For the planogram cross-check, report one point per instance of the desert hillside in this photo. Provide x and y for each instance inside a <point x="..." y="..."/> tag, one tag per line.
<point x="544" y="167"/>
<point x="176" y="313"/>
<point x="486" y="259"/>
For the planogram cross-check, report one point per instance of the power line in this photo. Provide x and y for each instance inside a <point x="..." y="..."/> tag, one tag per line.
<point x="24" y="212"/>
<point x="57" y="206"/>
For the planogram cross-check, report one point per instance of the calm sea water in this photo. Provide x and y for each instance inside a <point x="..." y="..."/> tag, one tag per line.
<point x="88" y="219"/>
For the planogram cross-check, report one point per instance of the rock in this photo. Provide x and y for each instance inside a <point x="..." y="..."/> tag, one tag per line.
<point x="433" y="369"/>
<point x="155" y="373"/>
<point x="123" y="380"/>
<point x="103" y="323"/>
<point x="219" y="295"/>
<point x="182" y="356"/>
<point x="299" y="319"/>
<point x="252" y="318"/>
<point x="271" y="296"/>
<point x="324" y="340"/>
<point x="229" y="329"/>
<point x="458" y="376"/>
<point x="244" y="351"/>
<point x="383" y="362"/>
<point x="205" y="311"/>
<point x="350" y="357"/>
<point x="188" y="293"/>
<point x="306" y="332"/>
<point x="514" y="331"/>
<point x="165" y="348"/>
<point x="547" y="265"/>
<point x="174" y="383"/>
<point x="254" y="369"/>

--------------------------------

Please print exactly the lines from the one containing "of the rock" through the last line of the material.

For the planogram cross-check, report one point per instance of the rock in this photo. Provide x and y for each instance inside a <point x="..." y="..."/> tag, one tag per line.
<point x="433" y="369"/>
<point x="155" y="373"/>
<point x="123" y="380"/>
<point x="103" y="323"/>
<point x="219" y="295"/>
<point x="182" y="356"/>
<point x="299" y="319"/>
<point x="252" y="318"/>
<point x="271" y="296"/>
<point x="324" y="340"/>
<point x="229" y="329"/>
<point x="458" y="376"/>
<point x="244" y="351"/>
<point x="383" y="362"/>
<point x="205" y="311"/>
<point x="350" y="357"/>
<point x="188" y="293"/>
<point x="306" y="332"/>
<point x="514" y="331"/>
<point x="165" y="348"/>
<point x="547" y="265"/>
<point x="174" y="383"/>
<point x="254" y="369"/>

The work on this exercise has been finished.